GIVEN EXERCISE 1
Select and copy every line of the entries below that contains the word "elderly".

DOCUMENT
——
Encoding problem (accents with run script)

39 views
Skip to first unread message

wgw

unread,
Jun 30, 2011, 5:00:34 PM6/30/11
to leo-e...@googlegroups.com
This may not be a Leo problem (maybe a QT problem? I'm using Ubuntu 10.04), but Leo is the place that it crops up, so here it is:

I can type accents in the body pane without a problem. So I can write this:

import sys

e = sys.getdefaultencoding()
g.es('encoding',e)

g.es("test: é")

But when I run the script in Leo (Ctrl-B) I get an error:

exception executing script
  File "/home/bill/.leo/scriptFile.py", line 10
SyntaxError: Non-ASCII character '\xc3' in file /home/bill/.leo/scriptFile.py on line 10, but no encoding declared; see http://www.python.org/peps/pep-0263.html for details (scriptFile.py, line 10)
--------------------
  line 9:
* line 10: g.es("test: é")
  line 11: #@-leo
  line 12:

(Interesting that the error message prints the accent in the log pane without a problème!.... :)

I get that error even when the line with the offending accent is commented out. And if I run the code after erasing the last line,  it prints the utf-8 encoding.

Under python, there is no problem (I have set the encoding in sitecustomize.py):

bill@bill-laptop:~/Soft/leo-editor$ python
Python 2.6.5 (r265:79063, Apr 16 2010, 13:09:56)
——
PROVIDED RECORDS
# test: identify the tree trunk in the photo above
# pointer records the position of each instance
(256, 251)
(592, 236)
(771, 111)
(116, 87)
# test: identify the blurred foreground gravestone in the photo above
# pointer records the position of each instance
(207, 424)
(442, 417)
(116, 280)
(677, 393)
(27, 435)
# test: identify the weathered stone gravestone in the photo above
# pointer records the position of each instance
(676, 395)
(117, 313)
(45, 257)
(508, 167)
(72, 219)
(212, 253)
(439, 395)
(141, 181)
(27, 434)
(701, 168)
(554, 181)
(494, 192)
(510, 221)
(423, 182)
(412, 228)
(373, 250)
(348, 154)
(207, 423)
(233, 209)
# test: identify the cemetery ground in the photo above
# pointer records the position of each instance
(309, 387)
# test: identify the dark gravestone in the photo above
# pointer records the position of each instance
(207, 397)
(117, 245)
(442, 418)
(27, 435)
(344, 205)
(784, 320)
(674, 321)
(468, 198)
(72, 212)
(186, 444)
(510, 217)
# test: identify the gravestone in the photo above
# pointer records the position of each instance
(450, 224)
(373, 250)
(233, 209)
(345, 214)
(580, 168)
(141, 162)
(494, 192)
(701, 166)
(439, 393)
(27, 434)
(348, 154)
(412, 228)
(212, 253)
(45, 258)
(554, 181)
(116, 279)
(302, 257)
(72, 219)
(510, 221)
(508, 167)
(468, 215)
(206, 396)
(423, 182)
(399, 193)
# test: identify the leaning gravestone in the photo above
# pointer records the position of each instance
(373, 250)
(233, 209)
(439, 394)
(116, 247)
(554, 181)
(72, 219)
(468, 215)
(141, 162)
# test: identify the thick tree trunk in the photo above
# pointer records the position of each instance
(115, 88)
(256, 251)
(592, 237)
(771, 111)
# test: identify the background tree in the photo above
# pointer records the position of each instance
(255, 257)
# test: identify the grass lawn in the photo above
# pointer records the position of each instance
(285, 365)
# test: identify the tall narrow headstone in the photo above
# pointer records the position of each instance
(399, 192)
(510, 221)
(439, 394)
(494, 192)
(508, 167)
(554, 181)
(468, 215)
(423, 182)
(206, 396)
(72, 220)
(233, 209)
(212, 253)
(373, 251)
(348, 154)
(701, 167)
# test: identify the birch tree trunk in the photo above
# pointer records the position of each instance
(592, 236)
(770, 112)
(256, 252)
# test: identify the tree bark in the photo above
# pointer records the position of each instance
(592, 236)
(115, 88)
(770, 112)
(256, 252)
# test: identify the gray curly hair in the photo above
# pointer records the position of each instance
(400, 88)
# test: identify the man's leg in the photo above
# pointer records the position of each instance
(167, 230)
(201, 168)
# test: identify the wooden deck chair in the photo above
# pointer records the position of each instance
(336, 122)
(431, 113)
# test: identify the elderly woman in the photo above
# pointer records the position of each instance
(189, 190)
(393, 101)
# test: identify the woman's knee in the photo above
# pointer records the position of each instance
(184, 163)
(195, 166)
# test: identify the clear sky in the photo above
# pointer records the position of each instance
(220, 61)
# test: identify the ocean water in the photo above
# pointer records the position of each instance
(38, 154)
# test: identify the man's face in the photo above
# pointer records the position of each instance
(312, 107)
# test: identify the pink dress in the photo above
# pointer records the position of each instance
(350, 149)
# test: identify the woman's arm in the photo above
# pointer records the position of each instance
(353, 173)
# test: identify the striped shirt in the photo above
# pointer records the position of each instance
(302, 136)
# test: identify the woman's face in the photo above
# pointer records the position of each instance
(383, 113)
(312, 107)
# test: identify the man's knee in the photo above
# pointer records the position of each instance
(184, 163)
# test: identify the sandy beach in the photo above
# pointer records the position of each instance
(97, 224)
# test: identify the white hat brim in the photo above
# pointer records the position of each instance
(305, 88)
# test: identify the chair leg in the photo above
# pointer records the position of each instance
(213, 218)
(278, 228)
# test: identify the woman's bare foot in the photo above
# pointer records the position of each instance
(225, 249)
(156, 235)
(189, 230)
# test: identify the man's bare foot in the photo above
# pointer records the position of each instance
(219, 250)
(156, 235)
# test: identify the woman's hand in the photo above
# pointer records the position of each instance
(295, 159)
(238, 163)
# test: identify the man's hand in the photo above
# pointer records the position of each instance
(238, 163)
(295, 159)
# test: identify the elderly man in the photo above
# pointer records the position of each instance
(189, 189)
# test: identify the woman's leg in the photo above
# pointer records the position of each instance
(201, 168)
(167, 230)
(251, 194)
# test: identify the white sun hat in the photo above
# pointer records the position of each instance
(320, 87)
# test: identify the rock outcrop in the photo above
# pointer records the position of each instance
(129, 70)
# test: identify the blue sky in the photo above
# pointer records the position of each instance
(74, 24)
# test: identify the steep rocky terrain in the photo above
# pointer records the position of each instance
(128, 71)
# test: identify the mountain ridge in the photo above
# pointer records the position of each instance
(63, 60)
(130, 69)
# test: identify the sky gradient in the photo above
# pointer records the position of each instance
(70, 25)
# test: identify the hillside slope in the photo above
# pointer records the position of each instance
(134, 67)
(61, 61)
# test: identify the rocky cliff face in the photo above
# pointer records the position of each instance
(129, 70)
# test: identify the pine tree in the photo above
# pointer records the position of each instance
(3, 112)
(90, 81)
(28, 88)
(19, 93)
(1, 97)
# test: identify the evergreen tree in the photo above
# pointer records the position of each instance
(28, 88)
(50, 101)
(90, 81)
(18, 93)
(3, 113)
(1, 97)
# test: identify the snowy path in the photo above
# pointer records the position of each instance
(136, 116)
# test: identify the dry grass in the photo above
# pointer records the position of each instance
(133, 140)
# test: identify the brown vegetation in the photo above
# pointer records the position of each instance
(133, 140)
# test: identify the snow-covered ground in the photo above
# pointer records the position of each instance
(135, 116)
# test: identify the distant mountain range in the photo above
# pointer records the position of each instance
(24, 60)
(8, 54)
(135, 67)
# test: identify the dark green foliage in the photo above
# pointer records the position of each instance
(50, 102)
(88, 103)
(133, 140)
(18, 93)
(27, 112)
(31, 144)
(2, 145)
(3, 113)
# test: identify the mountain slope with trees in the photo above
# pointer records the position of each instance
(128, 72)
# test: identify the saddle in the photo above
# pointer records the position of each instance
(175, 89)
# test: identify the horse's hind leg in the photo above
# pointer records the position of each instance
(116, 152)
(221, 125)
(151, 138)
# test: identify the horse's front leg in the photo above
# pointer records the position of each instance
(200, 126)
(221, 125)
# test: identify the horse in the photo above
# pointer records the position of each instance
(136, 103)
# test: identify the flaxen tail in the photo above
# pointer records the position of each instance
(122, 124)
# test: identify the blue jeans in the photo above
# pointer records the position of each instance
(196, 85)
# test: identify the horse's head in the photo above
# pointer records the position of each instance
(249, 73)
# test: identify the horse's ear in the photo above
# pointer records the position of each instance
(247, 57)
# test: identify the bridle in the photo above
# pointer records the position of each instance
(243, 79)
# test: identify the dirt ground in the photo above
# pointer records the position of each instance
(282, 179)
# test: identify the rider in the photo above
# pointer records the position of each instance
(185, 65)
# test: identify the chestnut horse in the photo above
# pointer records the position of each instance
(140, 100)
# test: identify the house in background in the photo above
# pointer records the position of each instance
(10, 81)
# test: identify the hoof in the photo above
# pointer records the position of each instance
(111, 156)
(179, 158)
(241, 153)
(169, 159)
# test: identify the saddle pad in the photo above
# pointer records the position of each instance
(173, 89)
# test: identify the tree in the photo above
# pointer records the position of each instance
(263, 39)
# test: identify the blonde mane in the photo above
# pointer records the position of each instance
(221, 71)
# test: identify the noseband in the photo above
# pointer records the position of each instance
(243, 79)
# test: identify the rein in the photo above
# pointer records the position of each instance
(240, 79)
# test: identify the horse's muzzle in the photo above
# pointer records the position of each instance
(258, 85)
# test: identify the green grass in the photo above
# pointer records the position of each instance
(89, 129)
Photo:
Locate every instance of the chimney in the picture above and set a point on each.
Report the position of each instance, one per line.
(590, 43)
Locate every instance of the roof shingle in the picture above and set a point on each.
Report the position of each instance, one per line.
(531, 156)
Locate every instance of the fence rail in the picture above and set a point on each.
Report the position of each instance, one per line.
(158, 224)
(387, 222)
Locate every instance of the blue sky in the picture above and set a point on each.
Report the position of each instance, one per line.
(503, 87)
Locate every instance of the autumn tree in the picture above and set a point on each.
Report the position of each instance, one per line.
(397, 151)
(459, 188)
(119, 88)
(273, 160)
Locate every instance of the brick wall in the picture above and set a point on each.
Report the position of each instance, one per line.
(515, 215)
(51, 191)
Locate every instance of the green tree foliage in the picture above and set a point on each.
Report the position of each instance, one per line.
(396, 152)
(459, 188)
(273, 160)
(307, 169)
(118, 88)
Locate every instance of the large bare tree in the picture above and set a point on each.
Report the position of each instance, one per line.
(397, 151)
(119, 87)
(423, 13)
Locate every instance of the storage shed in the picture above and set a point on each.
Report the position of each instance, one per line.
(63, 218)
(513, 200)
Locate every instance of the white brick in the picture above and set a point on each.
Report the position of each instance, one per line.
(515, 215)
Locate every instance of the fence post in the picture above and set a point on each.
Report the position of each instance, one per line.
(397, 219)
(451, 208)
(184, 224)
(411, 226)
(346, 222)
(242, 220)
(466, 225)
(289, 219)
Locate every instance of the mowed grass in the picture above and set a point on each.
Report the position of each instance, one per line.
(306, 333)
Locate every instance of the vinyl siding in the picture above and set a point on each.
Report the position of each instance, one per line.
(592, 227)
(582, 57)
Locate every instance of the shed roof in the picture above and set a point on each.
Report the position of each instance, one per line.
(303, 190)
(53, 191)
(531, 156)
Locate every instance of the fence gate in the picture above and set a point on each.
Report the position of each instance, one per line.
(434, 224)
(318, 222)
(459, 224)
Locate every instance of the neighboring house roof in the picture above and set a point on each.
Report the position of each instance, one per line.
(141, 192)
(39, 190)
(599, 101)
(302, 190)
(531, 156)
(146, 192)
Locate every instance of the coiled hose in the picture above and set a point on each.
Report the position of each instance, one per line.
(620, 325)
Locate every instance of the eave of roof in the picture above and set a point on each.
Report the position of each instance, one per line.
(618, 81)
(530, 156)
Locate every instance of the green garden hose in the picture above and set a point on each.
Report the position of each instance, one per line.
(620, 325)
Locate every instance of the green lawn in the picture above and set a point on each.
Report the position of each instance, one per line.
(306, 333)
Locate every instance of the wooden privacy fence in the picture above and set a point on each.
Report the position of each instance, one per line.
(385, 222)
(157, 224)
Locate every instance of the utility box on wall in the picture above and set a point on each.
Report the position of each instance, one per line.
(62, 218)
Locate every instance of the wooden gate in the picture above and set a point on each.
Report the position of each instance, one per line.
——
GIVEN EXERCISE 2
Translate this sentence from the forum thread on the encoding problem into Spanish: "I can type accents in the body pane without a problem."

EXERCISE OUTPUT 1
# test: identify the elderly woman in the photo above
# test: identify the elderly man in the photo above

EXERCISE OUTPUT 2
Puedo escribir acentos en el panel del cuerpo sin ningún problema.